REQUIRED WORK: Only the lines from the start of the data below through the line that contains "-- a row prints like pixel 594 796" are to be copied, exactly and without pictures.

RECORDS TO USE:

======

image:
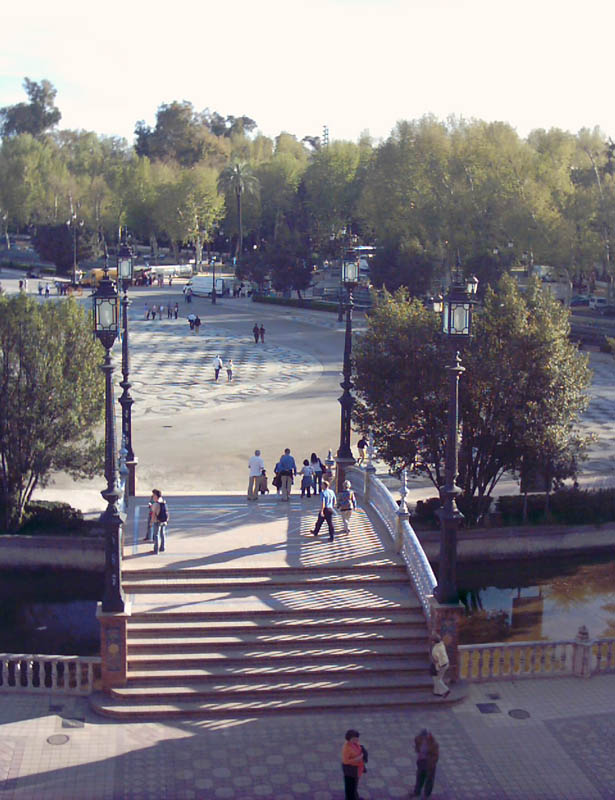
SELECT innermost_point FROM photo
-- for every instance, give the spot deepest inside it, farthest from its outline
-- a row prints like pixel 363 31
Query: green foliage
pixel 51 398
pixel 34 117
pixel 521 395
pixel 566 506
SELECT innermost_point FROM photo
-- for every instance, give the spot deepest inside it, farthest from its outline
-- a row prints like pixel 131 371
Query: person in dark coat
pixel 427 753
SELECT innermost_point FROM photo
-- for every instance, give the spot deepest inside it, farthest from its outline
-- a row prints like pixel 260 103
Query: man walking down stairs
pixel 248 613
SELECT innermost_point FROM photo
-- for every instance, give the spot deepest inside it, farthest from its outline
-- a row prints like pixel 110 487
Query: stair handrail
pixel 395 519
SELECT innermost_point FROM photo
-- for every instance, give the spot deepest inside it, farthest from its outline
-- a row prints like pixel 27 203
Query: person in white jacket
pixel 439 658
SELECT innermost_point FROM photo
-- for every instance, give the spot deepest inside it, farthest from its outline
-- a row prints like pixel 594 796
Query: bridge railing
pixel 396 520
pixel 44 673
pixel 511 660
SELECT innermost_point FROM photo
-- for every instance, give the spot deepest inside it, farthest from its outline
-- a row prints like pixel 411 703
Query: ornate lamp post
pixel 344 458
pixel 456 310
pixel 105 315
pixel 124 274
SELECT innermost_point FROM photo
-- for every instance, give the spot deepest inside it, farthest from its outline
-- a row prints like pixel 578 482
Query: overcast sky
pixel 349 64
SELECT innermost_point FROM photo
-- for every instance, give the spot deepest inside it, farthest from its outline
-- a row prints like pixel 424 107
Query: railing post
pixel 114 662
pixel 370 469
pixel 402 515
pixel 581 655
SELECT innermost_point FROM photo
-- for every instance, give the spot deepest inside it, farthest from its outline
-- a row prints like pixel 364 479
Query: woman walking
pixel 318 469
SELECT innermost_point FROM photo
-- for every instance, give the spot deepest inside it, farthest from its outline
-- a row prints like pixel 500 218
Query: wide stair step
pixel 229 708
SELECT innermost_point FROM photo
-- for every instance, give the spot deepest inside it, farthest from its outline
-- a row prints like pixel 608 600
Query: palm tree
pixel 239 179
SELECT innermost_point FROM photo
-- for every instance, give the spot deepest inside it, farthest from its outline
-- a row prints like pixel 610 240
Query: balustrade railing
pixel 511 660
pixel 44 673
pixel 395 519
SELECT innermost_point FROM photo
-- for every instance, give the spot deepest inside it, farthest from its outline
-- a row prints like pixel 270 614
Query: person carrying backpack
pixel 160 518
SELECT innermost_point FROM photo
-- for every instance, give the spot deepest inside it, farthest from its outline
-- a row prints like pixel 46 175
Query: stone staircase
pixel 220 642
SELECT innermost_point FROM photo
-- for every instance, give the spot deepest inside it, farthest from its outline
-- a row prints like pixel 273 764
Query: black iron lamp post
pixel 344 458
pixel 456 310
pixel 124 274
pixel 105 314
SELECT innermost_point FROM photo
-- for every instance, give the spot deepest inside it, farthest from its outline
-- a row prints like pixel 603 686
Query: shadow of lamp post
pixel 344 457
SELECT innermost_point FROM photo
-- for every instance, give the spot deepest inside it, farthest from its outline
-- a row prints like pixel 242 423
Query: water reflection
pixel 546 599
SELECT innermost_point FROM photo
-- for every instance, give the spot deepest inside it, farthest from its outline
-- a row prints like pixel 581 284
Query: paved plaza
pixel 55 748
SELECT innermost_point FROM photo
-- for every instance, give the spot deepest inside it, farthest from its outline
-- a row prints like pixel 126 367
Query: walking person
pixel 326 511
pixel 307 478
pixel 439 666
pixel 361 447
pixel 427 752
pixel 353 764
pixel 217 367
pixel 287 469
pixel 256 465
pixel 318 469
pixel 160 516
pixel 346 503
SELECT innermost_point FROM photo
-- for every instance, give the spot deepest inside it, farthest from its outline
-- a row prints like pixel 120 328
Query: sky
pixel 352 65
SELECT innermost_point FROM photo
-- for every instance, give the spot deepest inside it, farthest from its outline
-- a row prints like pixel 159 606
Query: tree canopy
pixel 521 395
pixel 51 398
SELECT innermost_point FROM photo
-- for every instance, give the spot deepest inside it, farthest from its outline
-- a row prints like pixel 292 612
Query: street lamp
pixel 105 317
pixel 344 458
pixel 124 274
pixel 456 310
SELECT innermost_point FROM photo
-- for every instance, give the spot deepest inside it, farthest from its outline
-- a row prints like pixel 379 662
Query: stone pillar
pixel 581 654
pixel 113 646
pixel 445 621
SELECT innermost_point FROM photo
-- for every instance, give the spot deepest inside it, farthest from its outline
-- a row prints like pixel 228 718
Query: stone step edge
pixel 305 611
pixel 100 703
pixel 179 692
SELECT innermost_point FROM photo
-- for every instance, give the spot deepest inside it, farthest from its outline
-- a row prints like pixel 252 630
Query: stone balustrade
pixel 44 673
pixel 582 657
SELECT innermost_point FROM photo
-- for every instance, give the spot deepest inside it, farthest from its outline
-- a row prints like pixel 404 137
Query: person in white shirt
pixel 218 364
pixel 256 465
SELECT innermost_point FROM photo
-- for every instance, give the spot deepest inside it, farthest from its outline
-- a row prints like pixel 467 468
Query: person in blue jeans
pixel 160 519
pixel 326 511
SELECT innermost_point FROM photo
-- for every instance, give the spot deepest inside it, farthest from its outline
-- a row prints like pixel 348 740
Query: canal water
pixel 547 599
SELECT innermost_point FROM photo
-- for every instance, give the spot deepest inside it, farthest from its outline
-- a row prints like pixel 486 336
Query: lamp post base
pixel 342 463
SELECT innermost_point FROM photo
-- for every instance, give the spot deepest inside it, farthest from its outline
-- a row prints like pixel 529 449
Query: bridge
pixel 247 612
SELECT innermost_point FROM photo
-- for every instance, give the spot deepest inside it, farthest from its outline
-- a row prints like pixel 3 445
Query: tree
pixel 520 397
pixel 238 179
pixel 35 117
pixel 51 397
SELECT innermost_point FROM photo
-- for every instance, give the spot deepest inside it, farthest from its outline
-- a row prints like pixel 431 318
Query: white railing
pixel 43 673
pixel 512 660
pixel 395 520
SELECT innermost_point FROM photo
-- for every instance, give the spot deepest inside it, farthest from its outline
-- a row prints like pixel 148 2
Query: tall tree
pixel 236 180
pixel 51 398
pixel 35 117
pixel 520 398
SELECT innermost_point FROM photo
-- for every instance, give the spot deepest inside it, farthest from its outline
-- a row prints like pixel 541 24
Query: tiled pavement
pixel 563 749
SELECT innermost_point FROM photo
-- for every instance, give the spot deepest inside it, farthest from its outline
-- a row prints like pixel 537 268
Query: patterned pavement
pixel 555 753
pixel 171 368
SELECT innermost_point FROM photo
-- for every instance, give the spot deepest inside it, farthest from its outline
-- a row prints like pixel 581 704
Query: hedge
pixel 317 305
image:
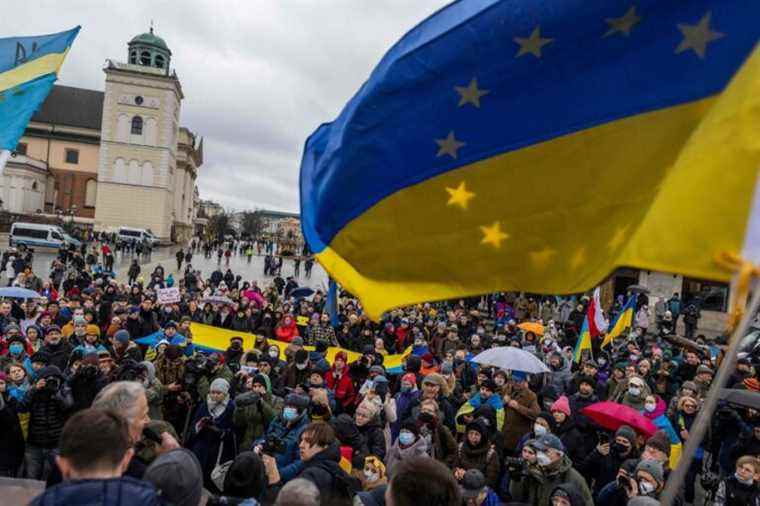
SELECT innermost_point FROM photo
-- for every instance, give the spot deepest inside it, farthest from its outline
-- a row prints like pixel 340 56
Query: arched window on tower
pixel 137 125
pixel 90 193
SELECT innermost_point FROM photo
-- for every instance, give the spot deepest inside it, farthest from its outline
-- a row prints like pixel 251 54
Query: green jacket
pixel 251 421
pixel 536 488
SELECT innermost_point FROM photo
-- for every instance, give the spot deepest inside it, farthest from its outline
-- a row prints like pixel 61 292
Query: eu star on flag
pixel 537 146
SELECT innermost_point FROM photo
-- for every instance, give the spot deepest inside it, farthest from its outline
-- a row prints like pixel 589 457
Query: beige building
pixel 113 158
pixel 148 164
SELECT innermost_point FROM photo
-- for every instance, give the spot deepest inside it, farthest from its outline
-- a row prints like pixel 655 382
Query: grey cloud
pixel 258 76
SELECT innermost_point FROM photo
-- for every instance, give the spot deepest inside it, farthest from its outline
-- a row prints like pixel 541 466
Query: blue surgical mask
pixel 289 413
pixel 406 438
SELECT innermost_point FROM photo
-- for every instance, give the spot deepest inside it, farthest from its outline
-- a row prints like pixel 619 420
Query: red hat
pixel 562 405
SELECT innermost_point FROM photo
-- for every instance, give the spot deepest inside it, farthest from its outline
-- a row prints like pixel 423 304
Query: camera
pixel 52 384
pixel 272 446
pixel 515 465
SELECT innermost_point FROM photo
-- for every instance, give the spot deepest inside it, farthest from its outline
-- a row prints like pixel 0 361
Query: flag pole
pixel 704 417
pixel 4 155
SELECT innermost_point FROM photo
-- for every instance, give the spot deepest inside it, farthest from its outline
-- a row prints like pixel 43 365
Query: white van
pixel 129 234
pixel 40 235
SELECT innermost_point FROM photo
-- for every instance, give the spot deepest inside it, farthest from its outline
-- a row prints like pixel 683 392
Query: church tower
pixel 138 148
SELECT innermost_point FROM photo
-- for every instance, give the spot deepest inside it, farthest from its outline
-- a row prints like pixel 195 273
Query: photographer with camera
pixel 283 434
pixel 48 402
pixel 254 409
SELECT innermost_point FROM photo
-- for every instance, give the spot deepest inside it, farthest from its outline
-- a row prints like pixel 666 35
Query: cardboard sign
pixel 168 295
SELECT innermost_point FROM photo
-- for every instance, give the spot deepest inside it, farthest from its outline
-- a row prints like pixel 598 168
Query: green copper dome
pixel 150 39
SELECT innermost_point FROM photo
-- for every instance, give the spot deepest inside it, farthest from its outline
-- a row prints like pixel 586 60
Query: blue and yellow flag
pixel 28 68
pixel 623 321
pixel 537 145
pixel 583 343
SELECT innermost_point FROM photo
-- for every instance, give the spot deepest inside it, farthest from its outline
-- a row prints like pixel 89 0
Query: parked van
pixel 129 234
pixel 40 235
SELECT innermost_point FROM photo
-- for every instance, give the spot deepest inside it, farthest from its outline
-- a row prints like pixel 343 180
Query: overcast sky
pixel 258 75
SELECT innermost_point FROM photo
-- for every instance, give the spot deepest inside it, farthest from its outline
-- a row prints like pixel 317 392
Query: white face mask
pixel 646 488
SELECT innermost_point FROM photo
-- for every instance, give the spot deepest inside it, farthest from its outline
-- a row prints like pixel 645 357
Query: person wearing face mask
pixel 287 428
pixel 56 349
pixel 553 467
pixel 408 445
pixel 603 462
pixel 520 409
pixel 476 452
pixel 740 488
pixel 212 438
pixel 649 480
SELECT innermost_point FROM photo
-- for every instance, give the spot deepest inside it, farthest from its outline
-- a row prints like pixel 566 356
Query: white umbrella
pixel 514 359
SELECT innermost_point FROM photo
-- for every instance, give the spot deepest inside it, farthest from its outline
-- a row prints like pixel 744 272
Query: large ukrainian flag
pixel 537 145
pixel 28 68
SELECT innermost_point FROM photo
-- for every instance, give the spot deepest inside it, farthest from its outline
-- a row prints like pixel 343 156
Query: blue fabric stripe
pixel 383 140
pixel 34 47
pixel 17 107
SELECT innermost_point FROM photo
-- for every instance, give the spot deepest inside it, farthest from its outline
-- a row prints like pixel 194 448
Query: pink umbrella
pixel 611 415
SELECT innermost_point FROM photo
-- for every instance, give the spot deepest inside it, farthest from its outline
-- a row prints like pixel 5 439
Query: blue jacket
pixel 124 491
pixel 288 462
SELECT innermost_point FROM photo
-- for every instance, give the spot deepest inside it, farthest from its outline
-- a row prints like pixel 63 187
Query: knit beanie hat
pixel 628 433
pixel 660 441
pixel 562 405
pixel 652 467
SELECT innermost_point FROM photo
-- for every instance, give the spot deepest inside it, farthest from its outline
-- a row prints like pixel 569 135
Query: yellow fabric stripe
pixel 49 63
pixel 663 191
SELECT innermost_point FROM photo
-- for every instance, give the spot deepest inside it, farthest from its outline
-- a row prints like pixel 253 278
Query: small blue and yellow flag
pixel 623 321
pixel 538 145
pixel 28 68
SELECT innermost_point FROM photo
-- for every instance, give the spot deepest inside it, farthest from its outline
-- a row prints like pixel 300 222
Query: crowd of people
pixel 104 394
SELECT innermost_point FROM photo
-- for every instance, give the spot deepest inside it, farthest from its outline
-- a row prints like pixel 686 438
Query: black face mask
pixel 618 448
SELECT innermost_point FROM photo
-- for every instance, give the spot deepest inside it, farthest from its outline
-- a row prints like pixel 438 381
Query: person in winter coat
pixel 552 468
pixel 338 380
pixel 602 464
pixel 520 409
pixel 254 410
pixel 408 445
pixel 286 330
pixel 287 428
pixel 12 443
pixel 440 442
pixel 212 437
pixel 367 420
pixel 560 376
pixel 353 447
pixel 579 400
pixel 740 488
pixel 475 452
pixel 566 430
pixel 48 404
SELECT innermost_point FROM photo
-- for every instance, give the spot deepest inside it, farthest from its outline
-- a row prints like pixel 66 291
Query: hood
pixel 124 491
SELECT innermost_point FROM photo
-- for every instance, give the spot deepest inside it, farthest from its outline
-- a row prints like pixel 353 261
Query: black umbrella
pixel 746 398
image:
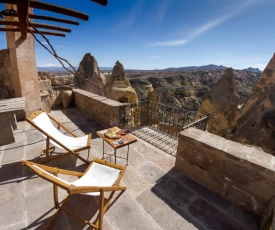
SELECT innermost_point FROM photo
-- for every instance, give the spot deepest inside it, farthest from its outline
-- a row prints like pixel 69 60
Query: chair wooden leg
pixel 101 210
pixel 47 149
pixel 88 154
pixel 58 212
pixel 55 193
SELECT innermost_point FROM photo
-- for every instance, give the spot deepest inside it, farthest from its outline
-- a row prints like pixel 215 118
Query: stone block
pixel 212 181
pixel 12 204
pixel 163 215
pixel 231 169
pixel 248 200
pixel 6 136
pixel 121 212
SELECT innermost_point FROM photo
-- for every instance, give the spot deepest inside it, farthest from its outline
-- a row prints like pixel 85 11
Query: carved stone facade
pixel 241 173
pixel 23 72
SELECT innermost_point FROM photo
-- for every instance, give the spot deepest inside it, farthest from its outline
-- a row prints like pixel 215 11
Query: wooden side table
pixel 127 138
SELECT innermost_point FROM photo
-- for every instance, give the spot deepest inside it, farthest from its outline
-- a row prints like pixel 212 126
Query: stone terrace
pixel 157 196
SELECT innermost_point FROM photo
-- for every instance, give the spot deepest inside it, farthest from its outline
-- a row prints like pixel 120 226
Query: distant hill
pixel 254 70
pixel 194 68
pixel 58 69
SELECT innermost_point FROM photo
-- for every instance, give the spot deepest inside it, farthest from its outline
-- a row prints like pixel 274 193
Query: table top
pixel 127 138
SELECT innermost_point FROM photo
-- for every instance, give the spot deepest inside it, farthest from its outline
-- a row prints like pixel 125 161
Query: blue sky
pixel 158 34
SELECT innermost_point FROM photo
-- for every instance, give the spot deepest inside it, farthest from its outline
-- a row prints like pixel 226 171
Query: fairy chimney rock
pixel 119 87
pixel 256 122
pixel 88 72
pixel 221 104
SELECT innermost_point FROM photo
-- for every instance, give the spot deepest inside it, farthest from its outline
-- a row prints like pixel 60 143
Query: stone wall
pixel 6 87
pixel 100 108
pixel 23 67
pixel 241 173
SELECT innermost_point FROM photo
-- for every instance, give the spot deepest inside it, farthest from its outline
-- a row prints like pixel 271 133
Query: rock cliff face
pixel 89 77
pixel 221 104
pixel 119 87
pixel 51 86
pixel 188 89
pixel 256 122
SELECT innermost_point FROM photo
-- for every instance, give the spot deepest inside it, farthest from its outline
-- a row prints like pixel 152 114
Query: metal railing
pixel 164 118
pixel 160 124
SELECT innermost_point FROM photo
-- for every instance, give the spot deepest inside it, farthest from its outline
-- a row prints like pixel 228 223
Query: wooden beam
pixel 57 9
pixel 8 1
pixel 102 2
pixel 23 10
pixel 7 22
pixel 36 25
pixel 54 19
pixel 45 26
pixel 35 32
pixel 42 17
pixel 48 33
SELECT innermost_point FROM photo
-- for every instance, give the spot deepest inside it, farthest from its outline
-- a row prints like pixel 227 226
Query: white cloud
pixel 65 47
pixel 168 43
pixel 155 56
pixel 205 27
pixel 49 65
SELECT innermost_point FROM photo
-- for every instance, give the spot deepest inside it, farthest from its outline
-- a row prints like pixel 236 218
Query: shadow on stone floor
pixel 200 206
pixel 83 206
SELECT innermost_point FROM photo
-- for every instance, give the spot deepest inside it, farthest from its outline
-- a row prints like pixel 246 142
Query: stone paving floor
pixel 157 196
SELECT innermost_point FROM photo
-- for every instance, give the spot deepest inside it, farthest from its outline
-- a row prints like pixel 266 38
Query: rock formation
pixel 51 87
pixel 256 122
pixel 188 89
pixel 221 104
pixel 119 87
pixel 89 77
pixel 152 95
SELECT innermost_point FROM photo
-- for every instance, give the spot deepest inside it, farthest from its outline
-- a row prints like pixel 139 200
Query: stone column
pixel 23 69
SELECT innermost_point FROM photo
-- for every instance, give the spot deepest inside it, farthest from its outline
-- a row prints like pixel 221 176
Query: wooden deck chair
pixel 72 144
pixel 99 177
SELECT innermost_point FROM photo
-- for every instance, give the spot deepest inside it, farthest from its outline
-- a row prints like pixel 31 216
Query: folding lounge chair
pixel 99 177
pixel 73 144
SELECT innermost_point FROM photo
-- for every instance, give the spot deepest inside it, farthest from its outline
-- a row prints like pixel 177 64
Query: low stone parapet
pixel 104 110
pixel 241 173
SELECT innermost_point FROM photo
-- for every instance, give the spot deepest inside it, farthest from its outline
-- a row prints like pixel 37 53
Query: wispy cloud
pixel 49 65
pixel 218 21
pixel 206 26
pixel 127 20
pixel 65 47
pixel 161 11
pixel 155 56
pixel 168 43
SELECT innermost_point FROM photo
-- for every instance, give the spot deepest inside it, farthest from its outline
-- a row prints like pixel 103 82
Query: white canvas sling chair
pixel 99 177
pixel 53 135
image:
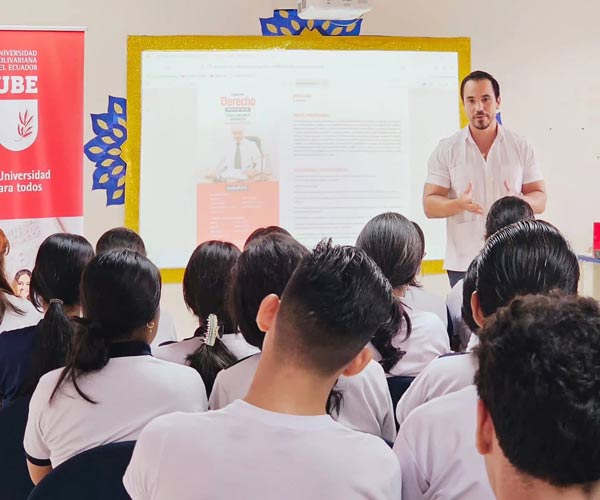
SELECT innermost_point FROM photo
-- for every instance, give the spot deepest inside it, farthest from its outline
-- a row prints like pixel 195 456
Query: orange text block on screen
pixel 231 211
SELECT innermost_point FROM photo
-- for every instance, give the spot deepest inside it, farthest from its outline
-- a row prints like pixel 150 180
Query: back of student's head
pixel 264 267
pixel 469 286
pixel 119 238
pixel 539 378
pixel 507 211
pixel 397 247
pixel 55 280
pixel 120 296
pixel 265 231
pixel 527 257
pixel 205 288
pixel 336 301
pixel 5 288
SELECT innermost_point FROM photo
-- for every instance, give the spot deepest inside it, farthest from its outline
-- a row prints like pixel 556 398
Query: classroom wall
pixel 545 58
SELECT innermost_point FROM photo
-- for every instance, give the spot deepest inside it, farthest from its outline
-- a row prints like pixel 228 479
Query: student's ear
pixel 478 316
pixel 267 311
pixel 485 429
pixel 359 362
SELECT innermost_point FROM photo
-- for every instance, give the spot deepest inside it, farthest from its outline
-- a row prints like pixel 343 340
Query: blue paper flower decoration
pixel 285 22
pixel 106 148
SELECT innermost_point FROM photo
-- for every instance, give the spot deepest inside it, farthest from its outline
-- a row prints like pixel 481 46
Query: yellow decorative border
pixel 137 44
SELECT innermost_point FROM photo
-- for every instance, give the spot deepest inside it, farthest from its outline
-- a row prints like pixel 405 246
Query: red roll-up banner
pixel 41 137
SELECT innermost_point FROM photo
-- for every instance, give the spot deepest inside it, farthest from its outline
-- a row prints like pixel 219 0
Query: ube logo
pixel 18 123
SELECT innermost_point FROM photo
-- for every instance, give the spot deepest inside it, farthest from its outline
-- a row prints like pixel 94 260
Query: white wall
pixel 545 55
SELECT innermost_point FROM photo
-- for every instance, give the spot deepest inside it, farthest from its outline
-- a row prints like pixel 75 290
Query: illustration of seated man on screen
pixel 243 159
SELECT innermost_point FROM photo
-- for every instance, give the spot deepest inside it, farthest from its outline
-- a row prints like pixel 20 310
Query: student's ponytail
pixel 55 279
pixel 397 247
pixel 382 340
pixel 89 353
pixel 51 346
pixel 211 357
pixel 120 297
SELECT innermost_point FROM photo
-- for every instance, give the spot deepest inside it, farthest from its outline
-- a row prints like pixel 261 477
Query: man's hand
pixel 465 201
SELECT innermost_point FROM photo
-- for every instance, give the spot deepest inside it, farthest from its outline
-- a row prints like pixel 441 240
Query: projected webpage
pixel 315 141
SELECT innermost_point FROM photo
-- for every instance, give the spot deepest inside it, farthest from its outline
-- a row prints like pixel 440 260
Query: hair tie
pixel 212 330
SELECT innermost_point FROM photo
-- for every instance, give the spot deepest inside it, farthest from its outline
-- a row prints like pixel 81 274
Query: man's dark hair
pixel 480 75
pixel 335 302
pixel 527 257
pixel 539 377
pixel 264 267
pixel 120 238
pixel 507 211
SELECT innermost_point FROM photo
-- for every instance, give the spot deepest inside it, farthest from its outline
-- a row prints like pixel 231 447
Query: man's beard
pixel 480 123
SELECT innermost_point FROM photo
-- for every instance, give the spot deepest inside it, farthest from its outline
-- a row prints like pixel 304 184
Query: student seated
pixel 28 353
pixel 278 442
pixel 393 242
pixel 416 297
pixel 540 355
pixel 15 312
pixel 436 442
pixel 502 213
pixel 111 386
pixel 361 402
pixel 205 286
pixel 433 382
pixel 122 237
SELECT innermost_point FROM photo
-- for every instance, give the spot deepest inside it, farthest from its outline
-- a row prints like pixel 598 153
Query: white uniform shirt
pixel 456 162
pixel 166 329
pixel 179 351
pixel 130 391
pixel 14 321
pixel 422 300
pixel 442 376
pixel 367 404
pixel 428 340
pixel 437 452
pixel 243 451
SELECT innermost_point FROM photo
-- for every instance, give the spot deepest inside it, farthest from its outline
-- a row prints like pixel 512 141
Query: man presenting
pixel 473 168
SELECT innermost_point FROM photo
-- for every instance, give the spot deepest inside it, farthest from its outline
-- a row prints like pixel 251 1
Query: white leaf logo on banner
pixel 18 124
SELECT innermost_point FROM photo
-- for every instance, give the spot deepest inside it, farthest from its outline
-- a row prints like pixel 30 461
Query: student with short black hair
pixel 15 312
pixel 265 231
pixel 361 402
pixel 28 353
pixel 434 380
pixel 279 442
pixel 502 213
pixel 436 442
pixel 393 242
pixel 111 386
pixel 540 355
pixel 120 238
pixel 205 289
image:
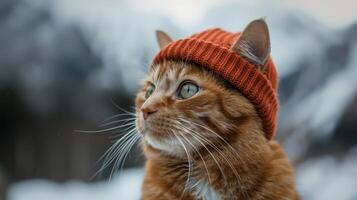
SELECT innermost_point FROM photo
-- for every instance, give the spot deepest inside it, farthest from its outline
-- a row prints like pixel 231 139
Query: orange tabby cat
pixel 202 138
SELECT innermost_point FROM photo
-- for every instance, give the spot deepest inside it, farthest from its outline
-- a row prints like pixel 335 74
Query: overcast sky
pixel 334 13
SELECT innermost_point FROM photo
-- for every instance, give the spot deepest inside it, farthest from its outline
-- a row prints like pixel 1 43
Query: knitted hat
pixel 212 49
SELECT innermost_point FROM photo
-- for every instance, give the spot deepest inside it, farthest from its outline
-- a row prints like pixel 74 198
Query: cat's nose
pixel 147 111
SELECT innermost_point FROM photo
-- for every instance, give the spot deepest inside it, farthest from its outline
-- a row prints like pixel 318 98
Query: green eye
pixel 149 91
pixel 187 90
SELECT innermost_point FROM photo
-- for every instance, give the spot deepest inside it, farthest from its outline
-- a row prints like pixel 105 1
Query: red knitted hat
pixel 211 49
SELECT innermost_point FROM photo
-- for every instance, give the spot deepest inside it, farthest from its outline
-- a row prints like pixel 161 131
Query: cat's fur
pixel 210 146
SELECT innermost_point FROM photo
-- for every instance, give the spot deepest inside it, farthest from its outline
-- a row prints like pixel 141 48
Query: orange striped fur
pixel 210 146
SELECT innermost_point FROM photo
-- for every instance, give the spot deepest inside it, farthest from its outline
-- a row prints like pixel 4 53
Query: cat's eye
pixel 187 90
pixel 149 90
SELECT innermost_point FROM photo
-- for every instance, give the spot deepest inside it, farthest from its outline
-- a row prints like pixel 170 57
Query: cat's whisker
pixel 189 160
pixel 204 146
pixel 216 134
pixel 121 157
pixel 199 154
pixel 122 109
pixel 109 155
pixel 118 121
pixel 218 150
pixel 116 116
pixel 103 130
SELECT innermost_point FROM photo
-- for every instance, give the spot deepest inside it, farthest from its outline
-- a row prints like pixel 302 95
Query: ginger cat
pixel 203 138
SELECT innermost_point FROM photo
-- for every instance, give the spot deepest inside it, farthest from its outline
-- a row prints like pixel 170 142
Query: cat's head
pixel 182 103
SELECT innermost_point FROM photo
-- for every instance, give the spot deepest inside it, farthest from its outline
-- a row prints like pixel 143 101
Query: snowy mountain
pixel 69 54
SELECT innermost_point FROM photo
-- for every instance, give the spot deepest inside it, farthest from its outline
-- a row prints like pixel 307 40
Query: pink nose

======

RESULT FOR THIS TASK:
image:
SELECT innermost_point FROM photo
-- for every instance, give the spot deepest inside it, farthest from its outline
-- a row prints like pixel 363 31
Query: green foliage
pixel 51 398
pixel 34 117
pixel 521 395
pixel 566 506
SELECT innermost_point FROM photo
-- for every instance, give the spot deepest inside it, farthest from its outline
-- a row prints like pixel 131 371
Query: person in dark coat
pixel 427 753
SELECT innermost_point FROM photo
-- for every instance, give the spot deepest inside it, farthest from its outline
-- a row prints like pixel 260 103
Query: man walking down stairs
pixel 248 613
SELECT innermost_point FROM photo
-- for every instance, give the spot deepest inside it, farthest from its outline
-- a row prints like pixel 110 487
Query: stair handrail
pixel 395 519
SELECT innermost_point FROM photo
-- for every instance, give the spot deepest inside it, farthest from its outline
-- a row prints like pixel 27 203
Query: person in white jacket
pixel 439 658
SELECT innermost_point FROM photo
-- for every instance, give the spot deepest inside it, farthest from its outline
-- a row prints like pixel 594 796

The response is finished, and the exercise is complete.